Items listed in a dataset:
######

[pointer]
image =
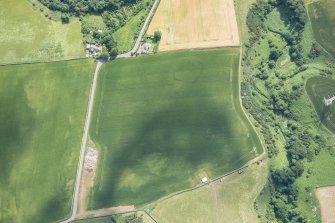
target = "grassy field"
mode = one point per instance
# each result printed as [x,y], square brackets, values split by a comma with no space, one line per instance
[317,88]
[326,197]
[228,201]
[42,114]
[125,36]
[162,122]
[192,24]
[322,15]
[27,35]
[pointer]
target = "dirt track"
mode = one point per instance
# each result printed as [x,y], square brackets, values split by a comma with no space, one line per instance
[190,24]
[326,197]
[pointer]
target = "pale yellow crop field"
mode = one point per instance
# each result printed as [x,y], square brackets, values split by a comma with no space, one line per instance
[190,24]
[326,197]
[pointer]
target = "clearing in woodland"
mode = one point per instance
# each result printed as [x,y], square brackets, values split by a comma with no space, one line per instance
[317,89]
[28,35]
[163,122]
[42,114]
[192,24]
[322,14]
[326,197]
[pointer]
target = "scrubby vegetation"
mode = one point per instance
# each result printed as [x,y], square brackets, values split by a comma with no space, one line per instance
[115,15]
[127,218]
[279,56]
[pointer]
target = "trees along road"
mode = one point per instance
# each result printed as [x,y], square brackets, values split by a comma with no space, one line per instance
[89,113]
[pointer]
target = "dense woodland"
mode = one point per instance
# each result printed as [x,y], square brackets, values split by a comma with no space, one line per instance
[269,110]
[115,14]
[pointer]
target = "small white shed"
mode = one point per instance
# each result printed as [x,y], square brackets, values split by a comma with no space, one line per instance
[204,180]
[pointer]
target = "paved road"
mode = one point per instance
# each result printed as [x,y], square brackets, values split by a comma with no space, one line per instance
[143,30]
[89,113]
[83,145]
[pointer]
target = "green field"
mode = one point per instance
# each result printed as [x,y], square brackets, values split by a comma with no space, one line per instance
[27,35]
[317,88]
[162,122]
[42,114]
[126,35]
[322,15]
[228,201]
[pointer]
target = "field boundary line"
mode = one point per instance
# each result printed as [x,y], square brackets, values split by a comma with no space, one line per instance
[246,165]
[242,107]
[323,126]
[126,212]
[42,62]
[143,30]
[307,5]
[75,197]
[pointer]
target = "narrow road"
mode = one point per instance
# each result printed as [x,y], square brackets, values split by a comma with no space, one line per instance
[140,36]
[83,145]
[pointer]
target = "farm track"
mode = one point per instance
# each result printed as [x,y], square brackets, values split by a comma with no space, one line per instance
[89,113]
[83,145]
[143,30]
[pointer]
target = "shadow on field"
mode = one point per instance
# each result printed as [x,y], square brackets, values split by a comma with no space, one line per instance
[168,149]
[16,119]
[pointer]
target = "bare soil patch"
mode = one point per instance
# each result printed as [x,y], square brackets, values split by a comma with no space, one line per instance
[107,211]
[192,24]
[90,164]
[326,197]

######

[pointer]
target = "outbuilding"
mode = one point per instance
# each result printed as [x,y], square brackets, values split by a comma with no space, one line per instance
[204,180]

######

Only a number is wanted here: how many lines of the records above include the string "track"?

■ Output below: 2